GOAL :: Update the data below by replacing every "Detection" with "Result" and leaving everything else as it is.

MATERIAL SHOWN ::
++++++

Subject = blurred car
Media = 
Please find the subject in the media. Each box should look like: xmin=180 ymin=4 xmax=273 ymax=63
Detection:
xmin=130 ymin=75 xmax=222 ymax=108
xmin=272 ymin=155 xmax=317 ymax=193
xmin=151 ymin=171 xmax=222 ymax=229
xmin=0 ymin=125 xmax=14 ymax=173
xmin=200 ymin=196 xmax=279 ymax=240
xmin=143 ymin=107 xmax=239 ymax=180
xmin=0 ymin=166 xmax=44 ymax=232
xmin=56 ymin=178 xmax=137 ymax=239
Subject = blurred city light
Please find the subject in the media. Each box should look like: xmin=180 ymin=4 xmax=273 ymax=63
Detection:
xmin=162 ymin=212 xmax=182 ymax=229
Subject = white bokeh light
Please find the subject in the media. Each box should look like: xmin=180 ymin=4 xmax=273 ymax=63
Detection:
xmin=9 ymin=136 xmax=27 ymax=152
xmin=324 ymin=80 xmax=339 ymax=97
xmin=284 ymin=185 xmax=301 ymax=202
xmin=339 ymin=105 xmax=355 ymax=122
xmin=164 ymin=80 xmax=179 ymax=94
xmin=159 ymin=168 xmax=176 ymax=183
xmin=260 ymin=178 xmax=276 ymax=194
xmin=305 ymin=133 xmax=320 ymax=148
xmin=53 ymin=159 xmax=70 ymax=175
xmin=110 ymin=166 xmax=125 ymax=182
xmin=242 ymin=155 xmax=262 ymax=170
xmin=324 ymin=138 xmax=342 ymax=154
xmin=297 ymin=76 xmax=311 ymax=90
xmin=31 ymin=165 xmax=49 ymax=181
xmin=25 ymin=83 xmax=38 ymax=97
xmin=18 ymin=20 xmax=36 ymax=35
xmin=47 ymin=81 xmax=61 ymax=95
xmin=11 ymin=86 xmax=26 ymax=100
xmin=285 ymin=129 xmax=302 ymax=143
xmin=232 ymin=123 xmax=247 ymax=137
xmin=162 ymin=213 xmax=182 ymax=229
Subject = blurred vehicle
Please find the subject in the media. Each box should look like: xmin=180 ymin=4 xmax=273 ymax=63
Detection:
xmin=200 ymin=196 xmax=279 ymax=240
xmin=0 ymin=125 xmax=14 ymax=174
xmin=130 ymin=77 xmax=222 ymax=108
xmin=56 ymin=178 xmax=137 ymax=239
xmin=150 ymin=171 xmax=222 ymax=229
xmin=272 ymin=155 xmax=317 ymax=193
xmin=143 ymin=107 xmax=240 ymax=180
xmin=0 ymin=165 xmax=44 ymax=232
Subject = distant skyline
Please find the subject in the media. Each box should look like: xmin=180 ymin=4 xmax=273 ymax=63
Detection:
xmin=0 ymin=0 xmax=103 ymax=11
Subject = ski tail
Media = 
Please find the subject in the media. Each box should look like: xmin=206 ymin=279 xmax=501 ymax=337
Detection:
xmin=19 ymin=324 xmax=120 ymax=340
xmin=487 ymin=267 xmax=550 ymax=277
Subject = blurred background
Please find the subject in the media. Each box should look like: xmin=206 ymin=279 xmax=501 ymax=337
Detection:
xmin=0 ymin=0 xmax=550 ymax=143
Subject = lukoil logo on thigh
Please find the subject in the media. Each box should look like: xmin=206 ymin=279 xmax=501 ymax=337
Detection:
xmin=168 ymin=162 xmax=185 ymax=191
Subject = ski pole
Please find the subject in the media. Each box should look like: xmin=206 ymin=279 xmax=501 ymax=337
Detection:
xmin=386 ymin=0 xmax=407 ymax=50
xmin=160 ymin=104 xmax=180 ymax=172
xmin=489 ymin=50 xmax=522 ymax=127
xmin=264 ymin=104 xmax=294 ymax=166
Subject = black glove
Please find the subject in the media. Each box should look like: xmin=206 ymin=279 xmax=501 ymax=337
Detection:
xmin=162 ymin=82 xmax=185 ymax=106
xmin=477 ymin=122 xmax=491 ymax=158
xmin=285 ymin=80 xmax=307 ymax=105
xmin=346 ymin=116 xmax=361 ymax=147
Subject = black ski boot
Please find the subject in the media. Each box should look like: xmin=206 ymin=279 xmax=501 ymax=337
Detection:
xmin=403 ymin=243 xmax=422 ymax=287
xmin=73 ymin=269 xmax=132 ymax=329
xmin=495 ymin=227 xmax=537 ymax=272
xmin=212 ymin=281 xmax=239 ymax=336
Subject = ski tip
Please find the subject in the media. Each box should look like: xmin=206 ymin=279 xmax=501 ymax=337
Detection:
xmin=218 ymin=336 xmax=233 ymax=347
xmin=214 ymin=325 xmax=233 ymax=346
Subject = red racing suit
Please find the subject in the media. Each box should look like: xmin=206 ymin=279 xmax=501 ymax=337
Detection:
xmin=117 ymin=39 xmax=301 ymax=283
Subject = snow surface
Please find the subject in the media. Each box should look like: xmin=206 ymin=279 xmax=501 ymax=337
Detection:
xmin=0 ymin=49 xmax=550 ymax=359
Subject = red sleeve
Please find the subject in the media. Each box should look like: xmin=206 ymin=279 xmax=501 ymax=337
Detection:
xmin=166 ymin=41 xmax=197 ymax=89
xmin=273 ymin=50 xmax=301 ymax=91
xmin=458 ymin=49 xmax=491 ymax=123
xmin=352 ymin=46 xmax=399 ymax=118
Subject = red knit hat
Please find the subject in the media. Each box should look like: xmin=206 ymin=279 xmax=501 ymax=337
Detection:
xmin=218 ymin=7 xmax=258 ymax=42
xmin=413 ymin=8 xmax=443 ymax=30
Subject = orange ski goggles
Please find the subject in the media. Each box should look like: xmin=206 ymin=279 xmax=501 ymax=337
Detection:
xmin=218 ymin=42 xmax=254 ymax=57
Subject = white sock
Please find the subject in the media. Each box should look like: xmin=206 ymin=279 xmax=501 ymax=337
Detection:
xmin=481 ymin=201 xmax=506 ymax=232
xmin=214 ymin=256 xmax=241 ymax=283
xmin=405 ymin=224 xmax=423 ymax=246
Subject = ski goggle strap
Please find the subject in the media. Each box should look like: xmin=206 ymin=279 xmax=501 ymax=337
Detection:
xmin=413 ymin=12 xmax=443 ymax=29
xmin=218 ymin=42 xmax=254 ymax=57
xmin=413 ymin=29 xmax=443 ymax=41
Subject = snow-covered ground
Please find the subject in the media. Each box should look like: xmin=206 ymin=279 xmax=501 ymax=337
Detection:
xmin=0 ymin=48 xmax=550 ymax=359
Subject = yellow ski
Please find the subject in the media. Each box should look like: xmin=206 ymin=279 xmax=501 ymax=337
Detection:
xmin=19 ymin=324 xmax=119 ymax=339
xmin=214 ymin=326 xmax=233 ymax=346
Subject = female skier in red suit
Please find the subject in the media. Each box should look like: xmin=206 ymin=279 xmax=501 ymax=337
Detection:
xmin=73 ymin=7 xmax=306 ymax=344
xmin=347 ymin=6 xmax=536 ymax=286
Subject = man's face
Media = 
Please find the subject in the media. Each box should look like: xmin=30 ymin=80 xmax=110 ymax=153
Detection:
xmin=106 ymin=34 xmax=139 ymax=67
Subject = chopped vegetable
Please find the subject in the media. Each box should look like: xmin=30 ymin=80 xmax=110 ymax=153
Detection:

++++++

COMPLETE OUTPUT ::
Subject = blurred car
Media = 
Please find the subject in the media. Each box should look like: xmin=180 ymin=4 xmax=273 ymax=63
Result:
xmin=130 ymin=75 xmax=222 ymax=108
xmin=272 ymin=155 xmax=317 ymax=193
xmin=151 ymin=171 xmax=222 ymax=229
xmin=0 ymin=125 xmax=14 ymax=173
xmin=200 ymin=196 xmax=279 ymax=240
xmin=143 ymin=107 xmax=239 ymax=180
xmin=0 ymin=166 xmax=44 ymax=232
xmin=56 ymin=178 xmax=137 ymax=239
Subject = blurred city light
Please find the subject in the media. Each box should look like: xmin=180 ymin=4 xmax=273 ymax=63
Result:
xmin=162 ymin=212 xmax=182 ymax=229
Subject = white bokeh light
Please find the subject in the media. Each box should look like: xmin=180 ymin=4 xmax=273 ymax=63
Result:
xmin=9 ymin=136 xmax=27 ymax=152
xmin=324 ymin=80 xmax=339 ymax=97
xmin=284 ymin=185 xmax=301 ymax=202
xmin=339 ymin=105 xmax=355 ymax=122
xmin=164 ymin=80 xmax=179 ymax=94
xmin=159 ymin=168 xmax=176 ymax=183
xmin=260 ymin=178 xmax=276 ymax=194
xmin=305 ymin=133 xmax=320 ymax=148
xmin=53 ymin=159 xmax=70 ymax=175
xmin=110 ymin=166 xmax=125 ymax=182
xmin=242 ymin=155 xmax=262 ymax=170
xmin=324 ymin=138 xmax=342 ymax=154
xmin=297 ymin=76 xmax=311 ymax=90
xmin=31 ymin=165 xmax=49 ymax=181
xmin=25 ymin=83 xmax=38 ymax=97
xmin=18 ymin=20 xmax=36 ymax=35
xmin=47 ymin=81 xmax=61 ymax=95
xmin=11 ymin=86 xmax=26 ymax=100
xmin=285 ymin=129 xmax=302 ymax=143
xmin=232 ymin=123 xmax=247 ymax=137
xmin=162 ymin=213 xmax=182 ymax=229
Subject = blurred vehicle
Please find the subject in the media. Each box should look like: xmin=180 ymin=4 xmax=273 ymax=63
Result:
xmin=200 ymin=196 xmax=279 ymax=240
xmin=0 ymin=125 xmax=14 ymax=174
xmin=130 ymin=77 xmax=222 ymax=108
xmin=56 ymin=178 xmax=137 ymax=239
xmin=150 ymin=171 xmax=222 ymax=229
xmin=272 ymin=155 xmax=317 ymax=193
xmin=143 ymin=107 xmax=240 ymax=180
xmin=0 ymin=165 xmax=44 ymax=232
Subject = distant skyline
Please find the subject in the media. Each box should look like: xmin=180 ymin=4 xmax=273 ymax=63
Result:
xmin=0 ymin=0 xmax=103 ymax=11
Subject = ski tail
Media = 
Please find the subject in the media. Each box should look like: xmin=206 ymin=279 xmax=501 ymax=337
Result:
xmin=19 ymin=324 xmax=120 ymax=340
xmin=487 ymin=267 xmax=550 ymax=277
Subject = blurred background
Please find the subject in the media. Each box should look like: xmin=206 ymin=279 xmax=501 ymax=337
Result:
xmin=0 ymin=0 xmax=550 ymax=143
Subject = lukoil logo on thigh
Please find the subject in the media. Each box should look like: xmin=206 ymin=279 xmax=501 ymax=337
Result:
xmin=168 ymin=162 xmax=185 ymax=191
Subject = ski pole
Please find the subject in the media. Each box should look like: xmin=206 ymin=279 xmax=501 ymax=337
Result:
xmin=386 ymin=0 xmax=407 ymax=50
xmin=160 ymin=104 xmax=180 ymax=172
xmin=489 ymin=50 xmax=522 ymax=127
xmin=264 ymin=104 xmax=294 ymax=166
Subject = black glove
Please find the subject in the media. Each box should look like: xmin=206 ymin=279 xmax=501 ymax=337
Result:
xmin=162 ymin=82 xmax=185 ymax=106
xmin=477 ymin=122 xmax=491 ymax=158
xmin=285 ymin=80 xmax=307 ymax=105
xmin=346 ymin=116 xmax=361 ymax=147
Subject = black ski boot
Please find the subject in the media. Each box should look like: xmin=206 ymin=279 xmax=501 ymax=337
Result:
xmin=403 ymin=243 xmax=422 ymax=287
xmin=73 ymin=269 xmax=132 ymax=329
xmin=495 ymin=227 xmax=537 ymax=272
xmin=212 ymin=281 xmax=239 ymax=336
Subject = ski tip
Please find the subject in the media. Each box should look like: xmin=206 ymin=279 xmax=501 ymax=337
Result:
xmin=218 ymin=336 xmax=233 ymax=347
xmin=214 ymin=325 xmax=233 ymax=346
Subject = red racing suit
Please find the subject in the media. Each box should look like: xmin=206 ymin=279 xmax=501 ymax=337
Result:
xmin=117 ymin=39 xmax=301 ymax=283
Subject = snow surface
Please find the subject in the media. Each box should look like: xmin=206 ymin=279 xmax=501 ymax=337
Result:
xmin=0 ymin=49 xmax=550 ymax=359
Subject = red sleeve
Please find the subject in the media. Each box should look like: xmin=206 ymin=279 xmax=501 ymax=337
Result:
xmin=166 ymin=41 xmax=197 ymax=89
xmin=273 ymin=50 xmax=301 ymax=91
xmin=458 ymin=49 xmax=491 ymax=123
xmin=352 ymin=46 xmax=399 ymax=118
Subject = red knit hat
Please find the subject in the media. Each box should look like: xmin=206 ymin=279 xmax=501 ymax=337
Result:
xmin=218 ymin=7 xmax=258 ymax=42
xmin=413 ymin=8 xmax=443 ymax=30
Subject = orange ski goggles
Please find the subject in the media. Each box should look like: xmin=206 ymin=279 xmax=501 ymax=337
Result:
xmin=218 ymin=42 xmax=254 ymax=57
Subject = white sock
Please find the subject in the media. Each box should look like: xmin=206 ymin=279 xmax=501 ymax=337
Result:
xmin=481 ymin=201 xmax=506 ymax=232
xmin=214 ymin=256 xmax=241 ymax=283
xmin=405 ymin=224 xmax=423 ymax=246
Subject = ski goggle strap
Please find the subject in the media. Each box should look like: xmin=206 ymin=279 xmax=501 ymax=337
Result:
xmin=413 ymin=12 xmax=443 ymax=29
xmin=218 ymin=42 xmax=254 ymax=57
xmin=413 ymin=29 xmax=443 ymax=41
Subject = snow-covered ground
Please find the subject in the media. Each box should look like: xmin=206 ymin=279 xmax=501 ymax=337
Result:
xmin=0 ymin=48 xmax=550 ymax=359
Subject = yellow ski
Please find the subject in the media. Each box should look like: xmin=206 ymin=279 xmax=501 ymax=337
Result:
xmin=19 ymin=324 xmax=119 ymax=339
xmin=214 ymin=326 xmax=233 ymax=346
Subject = female skier in red suit
Please find the subject in the media. Each box should look like: xmin=206 ymin=279 xmax=501 ymax=337
Result:
xmin=73 ymin=7 xmax=306 ymax=344
xmin=347 ymin=6 xmax=536 ymax=286
Subject = man's face
Media = 
Please find the subject in the media. Each box should look like: xmin=30 ymin=80 xmax=110 ymax=153
Result:
xmin=106 ymin=34 xmax=139 ymax=67
Subject = chopped vegetable
Please find the subject in the media. Each box should look like: xmin=30 ymin=80 xmax=110 ymax=153
Result:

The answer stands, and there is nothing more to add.